**Objectif de la tâche**.
D'après le document, à quelle date les ministres de l'environnement des trois pays de l'ALENA ont-ils annoncé qu'ils allaient autoriser la Commission pour la coopération environnementale à examiner les cas du Chapitre 11 ?

**Document**.
==========
Pour éviter ce scénario, toutes les réglementations pour la protection de l’environnement et des ressources naturelles proposées par les gouvernements provinciaux et fédéral canadiens doivent maintenant être approuvées par la MAECI. Dans un échange d’octobre 2000 à une réunion du comité environnement du parlement, le leader libéral Clifford Lincoln a demandé aux officiels de la MAECI Nigel Bankes et Ken Macartney s’il était vrai que le ministre du commerce international Pierre Pettigrew combattait l’inclusion du principe de précaution dans la législation nationale sur l’environnement, comme dans la proposition de loi sur la protection des espèces menacées, pour assurer que le Canada était en règle avec l’OMC. Les bureaucrates du commerce ont confirmé que tel était bien le cas. 

Les ministres de l’environnement ont maintenant moins de pouvoir sur leur propre juridiction que leurs collègues du commerce. Quand les ministres de l’environnement des trois pays de l’ALENA ont annoncé en décembre 1998 qu’ils allaient autoriser la Commission pour la coopération environnementale (CEC) - l’accord parallèle à l’ALENA devenu un « chien de garde de l’environnement » édenté - à examiner ces cas du Chapitre 11, ils ont franchi la ligne tracée pour eux par la MAECI et ses administrations jumelles à Washington et Mexique. Quelques mois plus tard, les ministres de l’environnement ont retiré totalement ces nouveaux pouvoirs, freinant l’agence si fort en fait qu’ils se sont arrêtés juste avant de la démanteler complètement tout simplement.

Vu ce bilan, et l’abandon de l’objectif de développement durable des principes de la ZLEA, il y a peu de raisons de croire que les préoccupations environnementales seront mieux prises en compte dans le pacte de commerce hémisphérique.

L’énergie

Bien qu’il n’y ait pas de groupe de négociation séparé sur l’énergie dans la ZLEA ni de mention du sujet dans le texte définissant la position du gouvernement canadien, il existe un consensus pour arriver à un accord de préemption sur l’énergie au sommet de Québec en avril. Il est en fait très probable que la ZLEA reproduira les clauses controversées sur l’énergie qui faisaient partie à la fois des accords de libre-échange Canada-Etats-Unis et de l’ALENA.
==========
**Entrées fournies**.
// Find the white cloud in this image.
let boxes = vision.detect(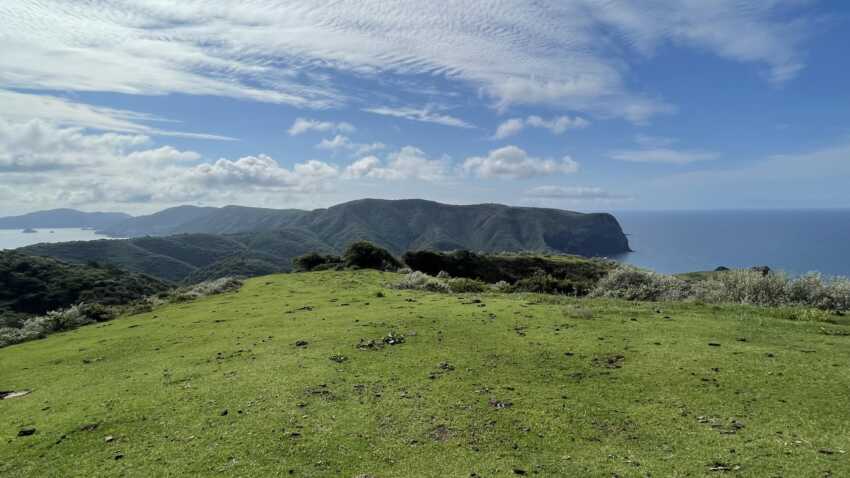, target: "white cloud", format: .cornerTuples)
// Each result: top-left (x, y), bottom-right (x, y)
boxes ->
(463, 146), (579, 179)
(316, 134), (387, 156)
(0, 0), (810, 123)
(316, 134), (352, 151)
(611, 148), (719, 164)
(493, 116), (590, 139)
(346, 146), (447, 181)
(289, 118), (356, 136)
(525, 186), (628, 200)
(186, 154), (338, 191)
(0, 89), (234, 140)
(364, 105), (475, 128)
==========
**Réponse**.
En décembre 1998.